* SELECTION:

Published: August 17, 2006 Author: Jonathan Cook

During Israel's war against the people of Lebanon, our media, politicians and diplomats have colluded with the aggressors by distracting us with irrelevancies, by concocting controversies, and by framing the language of diplomacy. In the fragile truce that is currently holding while Lebanon waits for Israel to withdraw, we are simply getting more of the same.

 

One example of the many distractions during the war that neatly reveals their true purpose is the "faked Reuters photograph" affair. The supposed scandal of a Lebanese photographer tampering with a picture to add and darken smoke from an Israeli missile attack -- to little or no effect, it should be noted -- has not only been decried by activists on Zionist websites but amplified by mainstream commentators into a debate about whether we can trust the images of this war.

* REQUIRED TASK A: Retype the rows from the line with "Segment the galvanized" up to and including the line with "[[[840,498],[844,493],[844,470],[831,474],[831,537],[840,537]]]".

* DATASET ENTRIES:
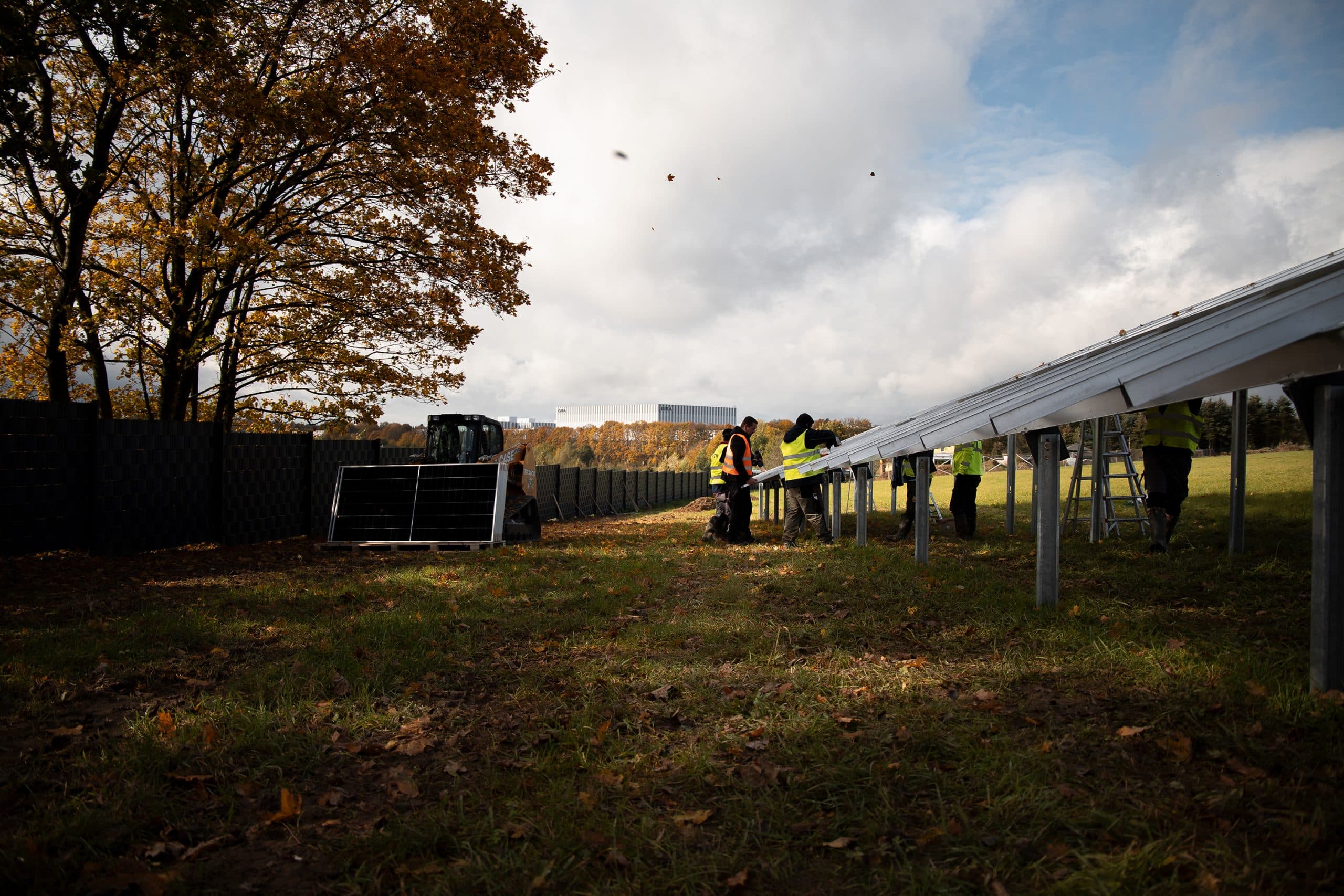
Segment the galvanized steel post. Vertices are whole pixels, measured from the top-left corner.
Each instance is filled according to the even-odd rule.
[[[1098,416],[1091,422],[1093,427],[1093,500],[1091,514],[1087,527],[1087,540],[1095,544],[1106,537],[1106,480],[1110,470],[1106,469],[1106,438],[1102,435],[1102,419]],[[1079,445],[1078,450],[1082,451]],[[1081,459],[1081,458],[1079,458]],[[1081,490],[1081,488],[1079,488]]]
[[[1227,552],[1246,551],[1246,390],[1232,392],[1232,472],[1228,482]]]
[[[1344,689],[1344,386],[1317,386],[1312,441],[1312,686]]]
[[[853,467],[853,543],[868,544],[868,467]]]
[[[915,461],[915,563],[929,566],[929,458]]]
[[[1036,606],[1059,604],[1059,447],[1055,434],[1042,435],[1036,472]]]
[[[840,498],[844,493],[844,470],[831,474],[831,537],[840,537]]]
--
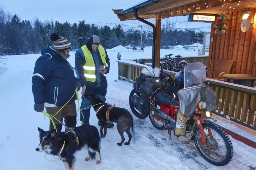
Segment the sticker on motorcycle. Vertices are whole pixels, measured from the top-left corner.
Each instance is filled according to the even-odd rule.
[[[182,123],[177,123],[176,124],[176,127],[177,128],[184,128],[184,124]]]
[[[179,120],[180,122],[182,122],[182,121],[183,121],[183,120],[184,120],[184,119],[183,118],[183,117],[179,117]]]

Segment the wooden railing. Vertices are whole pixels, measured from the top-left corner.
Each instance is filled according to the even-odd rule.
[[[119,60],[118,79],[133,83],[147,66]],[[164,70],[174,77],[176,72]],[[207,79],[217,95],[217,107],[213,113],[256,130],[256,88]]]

* REQUIRED TASK B: In the article about media coverage of the Lebanon war, what was the photographer said to have added to and darkened in the picture?

* RIGHT ANSWER A:
Segment the galvanized steel post. Vertices are whole pixels, measured from the top-left corner.
Each instance is filled according to the even-odd rule.
[[[1098,416],[1091,422],[1093,427],[1093,500],[1091,514],[1087,527],[1087,540],[1095,544],[1106,537],[1106,480],[1110,470],[1106,469],[1106,438],[1102,435],[1102,419]],[[1079,445],[1078,450],[1082,451]],[[1081,459],[1081,458],[1079,458]],[[1081,490],[1081,488],[1079,488]]]
[[[1227,552],[1246,551],[1246,390],[1232,392],[1232,472],[1228,482]]]
[[[1344,689],[1344,386],[1317,386],[1312,441],[1312,686]]]
[[[853,467],[853,543],[868,544],[868,467]]]
[[[915,461],[915,563],[929,566],[929,458]]]
[[[1036,606],[1059,604],[1059,447],[1055,434],[1042,435],[1036,472]]]
[[[840,498],[844,493],[844,470],[831,474],[831,537],[840,537]]]

* RIGHT ANSWER B: Smoke from an Israeli missile attack.